BEGIN Text extract
[scilab-Users] Least squares fit to a circle

Tue Mar 23 19:12:00 CET 2010

Me again: the authors also gives an url pointing to Matlab sources of  
all the methods.

S.

Stephane Mottelet <stephane.mottelet at utc.fr> a écrit :

>
> Hi,
>
> there seems to be a bunch of different ways to fit a circle, did you  
> consider the various methods compared in this paper
>
> www.emis.de/journals/BBMS/Bulletin/sup962/gander.pdf
>
> ?
>
> S.
>
> Mike Page <Mike at Page-One.Waitrose.com> a écrit :
>
>> Hi Vladimir,
>>
>> Thanks for your email and your interest in this problem.  I have  
>> attached a CSV file with the experimental data in it.  Fitting a  
>> circle to the whole data set works OK, but if you look at the data,  
>> you can see a region of different curvature at the right hand side.  
>>  It is specifically this part that I want to fit to the nearest  
>> circle.  This is approximately the last 12 data points in the file.
>>
>> Let me know if you want me to send some code as well.
>>
>> Regards,
>> Mike.
>>
>>
>> -----Original Message-----
>> From: Vladímir Rodríguez [mailto:vladimir.rodriguez at reduc.edu.cu]
>> Sent: 23 March 2010 13:51
>> To: users at lists.scilab.org
>> Subject: Re: [scilab-Users] Least squares fit to a circle
>>
>>
>> El mar, 23-03-2010 a las 09:19 +0000, Mike Page escribió:
>>> Hello,
>>>
>>> Does anybody have a good suggestion for fitting a circle to a set of
>>> experimental (x,y) data?  The data are measured electrically as a set of
>>> complex numbers and I want to find the centre and radius ([x0, y0, r]) of
>>> the circle that fits the data best in a least squared error sense.
>>> Typically the data spans somewhere between 0.2 and 1.0 radians of  
>>> arc and is
>>> not very noisy (say 1%).
>>>
>>> I have tried using the nonlinear solver fsolve, by defining a loss  
>>> function:
>>>
>>> L = (r^2 - (x-x0)^2 - (y-y0)^2)^2
>>>
>>> and finding the vector [r, x0, y0] for which dL/d[r, x0, y0] is zero.  I
>>> have tried both with and without a Jacobian, but find that often the method
>>> fails to converge to a solution (maybe works 8 out of 10 times).
END Text extract
Request A
Rewrite the records, starting with their first line and going on through the line with "(32, 22), (115, 69)", requests included, and shift every answer's bounding-box coordinates by adding 43 to each number; the numbers in the requests and their sample boxes stay as they are. Leave the pictures out.
BEGIN Dataset content
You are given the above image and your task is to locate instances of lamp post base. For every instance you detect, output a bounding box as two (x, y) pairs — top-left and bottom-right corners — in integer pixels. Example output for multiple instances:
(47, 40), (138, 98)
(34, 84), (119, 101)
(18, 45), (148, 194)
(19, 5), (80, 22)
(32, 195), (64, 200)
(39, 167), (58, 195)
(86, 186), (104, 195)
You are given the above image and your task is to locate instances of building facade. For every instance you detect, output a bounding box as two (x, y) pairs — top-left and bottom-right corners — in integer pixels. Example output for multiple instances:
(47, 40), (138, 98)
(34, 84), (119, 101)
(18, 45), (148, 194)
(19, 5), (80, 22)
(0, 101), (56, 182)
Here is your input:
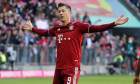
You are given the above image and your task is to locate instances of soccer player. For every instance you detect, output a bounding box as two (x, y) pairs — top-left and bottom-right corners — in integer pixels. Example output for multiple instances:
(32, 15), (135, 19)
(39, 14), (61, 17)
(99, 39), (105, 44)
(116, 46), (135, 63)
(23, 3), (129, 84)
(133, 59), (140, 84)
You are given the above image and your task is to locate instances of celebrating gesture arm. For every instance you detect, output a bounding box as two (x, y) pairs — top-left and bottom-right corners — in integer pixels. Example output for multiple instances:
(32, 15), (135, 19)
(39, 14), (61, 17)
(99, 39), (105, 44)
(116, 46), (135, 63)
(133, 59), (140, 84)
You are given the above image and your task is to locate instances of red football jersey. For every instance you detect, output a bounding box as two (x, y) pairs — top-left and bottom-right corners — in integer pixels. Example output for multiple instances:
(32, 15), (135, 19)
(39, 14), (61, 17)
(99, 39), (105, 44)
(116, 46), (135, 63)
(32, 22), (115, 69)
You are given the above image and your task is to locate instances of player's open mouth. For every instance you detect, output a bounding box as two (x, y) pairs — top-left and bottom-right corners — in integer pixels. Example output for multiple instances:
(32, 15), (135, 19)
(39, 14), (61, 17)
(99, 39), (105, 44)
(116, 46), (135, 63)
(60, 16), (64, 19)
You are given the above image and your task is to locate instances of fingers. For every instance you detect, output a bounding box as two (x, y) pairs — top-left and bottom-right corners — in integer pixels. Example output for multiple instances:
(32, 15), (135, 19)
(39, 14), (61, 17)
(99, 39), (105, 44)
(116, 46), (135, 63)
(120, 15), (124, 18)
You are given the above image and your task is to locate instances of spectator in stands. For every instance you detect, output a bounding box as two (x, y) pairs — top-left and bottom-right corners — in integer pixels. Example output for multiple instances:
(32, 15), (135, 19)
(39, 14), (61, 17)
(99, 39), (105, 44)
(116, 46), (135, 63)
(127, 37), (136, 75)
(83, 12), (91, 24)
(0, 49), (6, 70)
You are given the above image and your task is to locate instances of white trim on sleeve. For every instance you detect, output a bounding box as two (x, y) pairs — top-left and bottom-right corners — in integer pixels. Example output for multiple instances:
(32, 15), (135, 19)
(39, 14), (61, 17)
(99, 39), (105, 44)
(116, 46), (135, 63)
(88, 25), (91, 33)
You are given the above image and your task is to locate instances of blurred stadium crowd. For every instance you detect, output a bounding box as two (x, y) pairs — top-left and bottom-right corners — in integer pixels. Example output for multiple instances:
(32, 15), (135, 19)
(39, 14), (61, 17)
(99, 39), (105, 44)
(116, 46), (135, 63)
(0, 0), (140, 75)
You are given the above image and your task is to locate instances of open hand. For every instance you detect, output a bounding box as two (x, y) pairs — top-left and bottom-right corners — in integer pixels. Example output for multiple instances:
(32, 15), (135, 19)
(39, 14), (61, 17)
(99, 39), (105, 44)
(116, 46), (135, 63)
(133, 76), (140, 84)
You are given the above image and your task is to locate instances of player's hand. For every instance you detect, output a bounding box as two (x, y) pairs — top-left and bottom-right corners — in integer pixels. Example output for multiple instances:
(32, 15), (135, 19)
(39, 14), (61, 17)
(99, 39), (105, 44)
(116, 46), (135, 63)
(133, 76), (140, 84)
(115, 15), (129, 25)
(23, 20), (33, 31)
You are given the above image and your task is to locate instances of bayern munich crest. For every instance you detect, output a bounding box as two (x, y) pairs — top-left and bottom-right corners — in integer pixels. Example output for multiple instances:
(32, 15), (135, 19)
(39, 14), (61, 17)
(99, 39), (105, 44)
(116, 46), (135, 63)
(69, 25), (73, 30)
END Dataset content
Request B
According to the thread on fitting a circle, roughly which data points make up the region that Mike Page wants to fit to a circle?

Exercise result A
You are given the above image and your task is to locate instances of lamp post base. For every instance you detect, output a bounding box as two (x, y) pairs — top-left and bottom-right corners — in integer pixels. Example output for multiple instances:
(47, 40), (138, 98)
(34, 84), (119, 101)
(18, 45), (148, 194)
(19, 5), (80, 22)
(75, 238), (107, 243)
(82, 210), (101, 238)
(129, 229), (147, 238)
You are given the above image and your task is to locate instances of building facade. For every instance you detect, output a bounding box as two (x, y) pairs — top-left and bottom-right corners — in integer pixels. Example output for multiple instances:
(47, 40), (138, 98)
(34, 84), (119, 101)
(18, 45), (148, 194)
(19, 5), (80, 22)
(43, 144), (99, 225)
Here is your input:
You are given the above image and your task is to locate instances of soccer player. For every instance you detect, output a bounding box as two (x, y) pairs — top-left and bottom-right corners — in integer pixels. Example output for multiple instances:
(32, 15), (135, 19)
(39, 14), (61, 17)
(99, 39), (105, 44)
(116, 46), (135, 63)
(66, 46), (172, 127)
(176, 102), (183, 127)
You are given the above image and your task is to locate instances of celebrating gesture arm. For every instance you detect, output a bounding box as two (x, y) pairs — top-left and bottom-right corners — in integer pixels. Example output for multiple instances:
(32, 15), (135, 19)
(39, 14), (61, 17)
(99, 39), (105, 44)
(116, 46), (135, 63)
(176, 102), (183, 127)
You are given the above image and your task is to locate instances of red football jersey. For every instance you detect, output a bounding box as two (x, y) pairs — top-left and bottom-right corners — in integer pixels. Example output for multiple instances:
(32, 15), (135, 19)
(39, 14), (61, 17)
(99, 39), (105, 44)
(116, 46), (135, 63)
(75, 65), (158, 112)

Exercise result B
Approximately the last 12 data points in the file.